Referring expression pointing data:
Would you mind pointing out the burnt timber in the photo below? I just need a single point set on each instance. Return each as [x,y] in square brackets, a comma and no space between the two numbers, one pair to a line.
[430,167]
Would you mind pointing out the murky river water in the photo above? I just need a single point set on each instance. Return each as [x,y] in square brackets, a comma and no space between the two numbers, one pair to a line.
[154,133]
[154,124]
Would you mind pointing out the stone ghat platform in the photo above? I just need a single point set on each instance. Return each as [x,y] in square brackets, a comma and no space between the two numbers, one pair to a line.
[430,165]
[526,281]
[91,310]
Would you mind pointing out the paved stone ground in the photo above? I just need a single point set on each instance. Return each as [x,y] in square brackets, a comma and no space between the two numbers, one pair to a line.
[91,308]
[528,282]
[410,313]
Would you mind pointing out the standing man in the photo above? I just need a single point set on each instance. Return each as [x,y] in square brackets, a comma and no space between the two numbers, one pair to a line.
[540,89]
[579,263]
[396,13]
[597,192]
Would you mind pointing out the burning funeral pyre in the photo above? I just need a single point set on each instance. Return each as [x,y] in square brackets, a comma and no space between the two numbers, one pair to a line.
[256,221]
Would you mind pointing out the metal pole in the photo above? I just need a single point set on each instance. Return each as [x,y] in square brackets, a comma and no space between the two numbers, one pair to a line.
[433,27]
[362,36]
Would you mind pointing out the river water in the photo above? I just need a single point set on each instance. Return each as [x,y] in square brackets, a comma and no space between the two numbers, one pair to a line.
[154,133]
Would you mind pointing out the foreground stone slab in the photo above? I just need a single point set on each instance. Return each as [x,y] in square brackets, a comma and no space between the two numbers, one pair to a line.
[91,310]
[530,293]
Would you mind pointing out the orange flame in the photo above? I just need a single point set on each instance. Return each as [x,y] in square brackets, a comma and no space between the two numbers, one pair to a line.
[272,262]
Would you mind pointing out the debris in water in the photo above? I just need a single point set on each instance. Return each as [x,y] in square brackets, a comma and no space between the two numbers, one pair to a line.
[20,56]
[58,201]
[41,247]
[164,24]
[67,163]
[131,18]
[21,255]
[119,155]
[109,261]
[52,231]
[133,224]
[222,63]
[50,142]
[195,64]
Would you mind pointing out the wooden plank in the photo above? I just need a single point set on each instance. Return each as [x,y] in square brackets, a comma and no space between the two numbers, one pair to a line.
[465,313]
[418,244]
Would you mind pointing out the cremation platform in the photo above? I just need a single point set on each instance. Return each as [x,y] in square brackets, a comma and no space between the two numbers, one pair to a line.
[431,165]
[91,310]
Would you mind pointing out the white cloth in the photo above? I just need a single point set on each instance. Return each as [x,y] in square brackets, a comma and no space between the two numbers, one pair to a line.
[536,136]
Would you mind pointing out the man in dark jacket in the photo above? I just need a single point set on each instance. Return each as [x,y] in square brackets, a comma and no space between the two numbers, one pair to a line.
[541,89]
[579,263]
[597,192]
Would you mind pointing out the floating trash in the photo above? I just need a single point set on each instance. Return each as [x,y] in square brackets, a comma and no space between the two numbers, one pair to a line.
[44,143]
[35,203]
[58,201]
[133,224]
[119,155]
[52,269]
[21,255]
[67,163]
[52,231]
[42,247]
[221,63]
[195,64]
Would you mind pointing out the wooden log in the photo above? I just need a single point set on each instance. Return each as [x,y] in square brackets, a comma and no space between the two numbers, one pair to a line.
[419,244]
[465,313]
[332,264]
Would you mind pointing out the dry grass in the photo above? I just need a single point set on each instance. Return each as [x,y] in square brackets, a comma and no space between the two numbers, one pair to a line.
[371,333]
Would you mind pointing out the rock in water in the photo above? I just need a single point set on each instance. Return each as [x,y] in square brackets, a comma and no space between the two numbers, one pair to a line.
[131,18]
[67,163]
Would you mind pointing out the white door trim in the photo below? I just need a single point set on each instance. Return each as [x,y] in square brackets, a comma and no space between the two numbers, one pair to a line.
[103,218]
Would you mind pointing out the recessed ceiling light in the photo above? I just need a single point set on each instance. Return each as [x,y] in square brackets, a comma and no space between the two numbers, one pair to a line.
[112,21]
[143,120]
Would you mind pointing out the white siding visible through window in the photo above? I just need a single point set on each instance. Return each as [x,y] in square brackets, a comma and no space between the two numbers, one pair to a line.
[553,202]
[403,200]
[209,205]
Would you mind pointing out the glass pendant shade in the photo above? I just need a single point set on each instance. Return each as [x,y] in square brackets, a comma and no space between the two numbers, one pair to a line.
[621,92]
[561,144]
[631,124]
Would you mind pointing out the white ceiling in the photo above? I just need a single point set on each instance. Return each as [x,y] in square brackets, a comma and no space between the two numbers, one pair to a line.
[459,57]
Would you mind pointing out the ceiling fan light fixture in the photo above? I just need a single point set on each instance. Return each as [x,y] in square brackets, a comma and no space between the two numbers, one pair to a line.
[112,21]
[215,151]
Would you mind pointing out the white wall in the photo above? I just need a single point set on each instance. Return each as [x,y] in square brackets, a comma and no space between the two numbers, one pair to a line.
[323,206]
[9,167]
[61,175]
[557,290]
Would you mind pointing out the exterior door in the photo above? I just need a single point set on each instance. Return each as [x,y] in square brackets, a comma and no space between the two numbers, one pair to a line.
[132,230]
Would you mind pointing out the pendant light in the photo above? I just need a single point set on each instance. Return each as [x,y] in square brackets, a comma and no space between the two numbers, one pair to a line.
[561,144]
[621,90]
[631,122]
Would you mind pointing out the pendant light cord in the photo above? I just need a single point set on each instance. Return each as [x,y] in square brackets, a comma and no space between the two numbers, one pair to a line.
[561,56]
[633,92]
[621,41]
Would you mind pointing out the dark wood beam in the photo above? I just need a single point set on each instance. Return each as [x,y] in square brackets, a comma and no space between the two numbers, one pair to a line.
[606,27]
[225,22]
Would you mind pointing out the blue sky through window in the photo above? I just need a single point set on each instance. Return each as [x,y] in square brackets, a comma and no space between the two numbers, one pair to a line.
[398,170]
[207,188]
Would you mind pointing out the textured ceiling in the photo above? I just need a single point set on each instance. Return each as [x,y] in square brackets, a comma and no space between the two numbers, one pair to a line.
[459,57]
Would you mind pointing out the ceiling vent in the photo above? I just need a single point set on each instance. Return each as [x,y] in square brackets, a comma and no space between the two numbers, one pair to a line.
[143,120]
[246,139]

§ Exercise directions
Please give back the entries above, unchanged and complete.

§ Result for this exercise
Would you mind pointing out the burnt timber in the photo below? I just need a single point set on each instance. Return each as [x,y] in square brackets, a comma and no space between the two numbers, one pair to a line.
[430,167]
Would you mind pointing out the murky river water in the photo above? I just need a single point set on each instance. Return each as [x,y] in square brackets, a comma and no space between the two numbers, one pair to a line.
[154,133]
[154,124]
Would you mind pointing out the stone ghat platform in the photo above? I just need a single point set on each instance. Return each as [x,y] in square brackets, a comma and no space between the two numbers, one pair to a line.
[430,165]
[526,281]
[91,310]
Would you mind pointing out the paved stone ground in the photo above? I just need a single point set on each instance. Return each as [x,y] in square brackets, a comma and no space between the two numbers, one pair to a line.
[91,308]
[528,282]
[410,313]
Would you mind pointing out the standing man in the photo above? I just need a single point set on each instance. Return each as [x,y] in square brackets, a comma and no space between the two numbers, one pair to a line.
[540,89]
[579,263]
[396,13]
[597,192]
Would you mind pointing out the burning funeral pyre in the photo above? I just need a single point set on each instance. Return each as [x,y] in square brackets, a comma and no space between the two numbers, one pair to a line.
[256,221]
Would you mind pointing out the metal pole in the photo above? I just need a single point set on each instance. Return each as [x,y] in square brackets, a comma and no space between the two numbers, one pair to a line.
[433,27]
[362,36]
Would you mind pointing out the river water in the photo above? I just need a single point set on each instance. Return each as [x,y] in square brackets, a comma and no space between the two numbers, one pair to a line.
[154,133]
Would you mind pointing out the foreground stone slab in the photo above? I just need a single point set on each instance. Return each as [x,y] in square brackets, a comma and no space between the two numbers, one pair to a line.
[91,310]
[530,293]
Would you mind pointing out the orange flame in the photo above? I just need a single point set on each instance. Return each as [x,y] in square brackets, a comma and no space between the two numbers, one pair to a line.
[272,262]
Would you mind pointing out the debris in water in the photo above? I just need a single point set on each instance. Return each as [x,y] in square brackets, a comma and no space between the two numbers, one pair to a line.
[20,56]
[58,201]
[41,247]
[164,24]
[67,163]
[131,18]
[21,255]
[119,155]
[109,261]
[52,231]
[133,224]
[222,63]
[50,142]
[195,64]
Would you mind pointing out the wooden plank in the photo above? I just need a single point set on each instance. Return each as [x,y] in square brackets, a comma and no space between the two numbers, one pair to a line.
[465,313]
[418,244]
Would you mind pointing out the cremation platform in the photo above? I just need a single point set on each instance. Return each as [x,y] in square brackets, a comma and no space between the two numbers, one pair to a line.
[431,165]
[91,310]
Would you mind pointing out the white cloth in the photo above? I just need a single point set on each instance. Return each as [x,y] in square brackets, a comma and no space between the two numbers, one pair to a line.
[536,136]
Would you mind pointing out the man in dark jacket in the photo above? I just need a single point set on each instance. Return each as [x,y] in square brackets, a comma and no space between the two numbers, one pair to a line.
[541,89]
[579,263]
[597,192]
Would you mind pointing out the floating trash in the photo above? I just need a single point set on each instance. Return each as [x,y] in square brackets, a comma and no space between the two numbers, one pair to a line.
[44,143]
[35,203]
[58,201]
[133,224]
[119,155]
[52,269]
[21,255]
[67,163]
[52,231]
[42,247]
[221,63]
[195,64]
Would you mind pointing out the wooden log in the photo above? I just need a single point set on each instance. Return each as [x,y] in square brackets, a comma and no space between the two numbers, one pair to a line.
[419,244]
[465,313]
[332,264]
Would you mind pointing out the dry grass in the photo above? I just need a single point set on each instance. Return each as [x,y] in square brackets, a comma and no space between the two numbers, one pair to a line.
[371,333]
Would you mind pointing out the rock in water in the photo above? I just need a single point set on each instance. Return each as [x,y] in square brackets, a comma and no space between the two numbers, one pair to a line.
[131,18]
[67,163]
Would you mind pointing out the white door trim in the photo below? I just need a single point set on each instance. Return each as [x,y] in square brackets, a comma and no space between the two numbers, one pair to a line.
[103,218]
Would you mind pointing out the recessed ceiling light in the photo above? I just need a single point set on each instance. Return each as [x,y] in square brackets, a comma and no space between the two numbers, one pair to a line.
[112,21]
[143,120]
Would you mind pointing out the white siding visible through window in the photo above? I just need a single point set on each instance. Return each as [x,y] in square brackets, a comma and no space between the two numbers, one pair to a line.
[553,202]
[403,200]
[209,205]
Would you mind pointing out the glass pendant shade in the photo above? I just need a single point set on each instance. Return each as [x,y] in square brackets, a comma and no space between the two numbers, one pair to a line.
[621,92]
[561,144]
[631,124]
Would you mind pointing out the white ceiling in the photo above? I just need a single point set on each instance. Return each as [x,y] in square brackets, a comma and no space between the two numbers, one pair to a line.
[459,57]
Would you mind pointing out the ceiling fan light fixture in the photo above? I just need a single point set on each instance. Return each as [x,y] in square brackets, a comma and no space between the two numbers, one pair to a line.
[112,21]
[215,151]
Would you mind pointing out the white wall in the photo above? I just need a single point set on each instance. Return each as [x,y] in square brackets, a comma and no space between the two numbers, one pair to a line.
[323,206]
[9,167]
[61,175]
[557,290]
Would you mind pointing out the exterior door in the photo above? I just need a single point set on each instance. Return each as [x,y] in square brackets, a comma and no space between the two numbers, one pair to a line.
[132,230]
Would you mind pointing out the pendant light in the photo above? I just need a single point set on each instance. Return each as [x,y] in square brackets, a comma and no space between the two numbers, one pair to a line.
[561,144]
[621,90]
[631,122]
Would you mind pointing out the pendant light cord in the photo above? I just need a single point set on each instance. Return each as [x,y] in square brackets, a comma and no space between the two numbers, one pair to a line.
[561,56]
[633,92]
[621,41]
Would you mind pointing out the dark wood beam in the photo above? I just need a single point set on each instance. Return each as [x,y] in square brackets, a comma and no space between the two numbers, one pair to a line.
[606,27]
[225,22]
Would you mind pointing out the blue sky through window in the photo above? I just need a single point set on each instance. Return each as [x,y] in square brackets, a comma and no space between the two numbers, one pair to a line.
[398,170]
[207,188]
Would you mind pointing out the textured ceiling in the photo above? I just need a single point set on each instance. Return each as [x,y] in square brackets, a comma and no space between the two numbers, one pair to a line.
[459,57]
Would you mind pointing out the ceiling vent in the photo above? I just need a single point set on each instance. Return each as [x,y] in square brackets, a comma and no space between the two numbers, one pair to a line.
[143,120]
[246,139]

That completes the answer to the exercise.